● Task statement: All lines in the material below that contain "stainless" should be located and copied.

──────── The input ────────

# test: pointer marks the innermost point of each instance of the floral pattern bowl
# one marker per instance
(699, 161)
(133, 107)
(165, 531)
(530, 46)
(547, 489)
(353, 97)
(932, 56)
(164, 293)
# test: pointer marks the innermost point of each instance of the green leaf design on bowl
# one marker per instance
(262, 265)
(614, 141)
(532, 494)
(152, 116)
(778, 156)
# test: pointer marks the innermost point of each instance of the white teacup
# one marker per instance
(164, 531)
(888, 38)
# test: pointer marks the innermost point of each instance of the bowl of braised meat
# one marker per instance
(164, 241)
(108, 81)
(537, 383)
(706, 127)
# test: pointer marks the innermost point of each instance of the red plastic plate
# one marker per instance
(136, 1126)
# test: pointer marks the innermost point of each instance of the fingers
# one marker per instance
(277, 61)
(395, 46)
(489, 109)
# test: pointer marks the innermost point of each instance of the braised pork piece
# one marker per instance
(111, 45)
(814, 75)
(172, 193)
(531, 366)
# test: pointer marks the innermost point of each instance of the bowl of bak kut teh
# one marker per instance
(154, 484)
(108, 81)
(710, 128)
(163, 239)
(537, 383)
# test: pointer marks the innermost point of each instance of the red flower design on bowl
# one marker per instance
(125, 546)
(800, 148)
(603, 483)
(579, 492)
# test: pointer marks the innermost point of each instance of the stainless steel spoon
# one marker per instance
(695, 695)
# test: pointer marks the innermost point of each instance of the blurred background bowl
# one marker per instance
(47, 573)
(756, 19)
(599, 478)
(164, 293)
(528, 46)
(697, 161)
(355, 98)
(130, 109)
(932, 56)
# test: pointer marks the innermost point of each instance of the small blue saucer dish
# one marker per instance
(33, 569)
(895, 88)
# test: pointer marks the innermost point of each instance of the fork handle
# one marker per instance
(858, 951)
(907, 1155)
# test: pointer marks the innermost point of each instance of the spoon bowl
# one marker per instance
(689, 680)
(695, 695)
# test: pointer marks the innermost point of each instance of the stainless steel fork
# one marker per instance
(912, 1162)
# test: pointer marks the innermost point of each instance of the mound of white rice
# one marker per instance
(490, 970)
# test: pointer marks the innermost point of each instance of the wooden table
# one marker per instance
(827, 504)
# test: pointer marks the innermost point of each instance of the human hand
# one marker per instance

────────

● Answer:
# test: pointer marks the innermost point of each instance of the stainless steel spoon
# test: pointer marks the innermost point of each instance of the stainless steel fork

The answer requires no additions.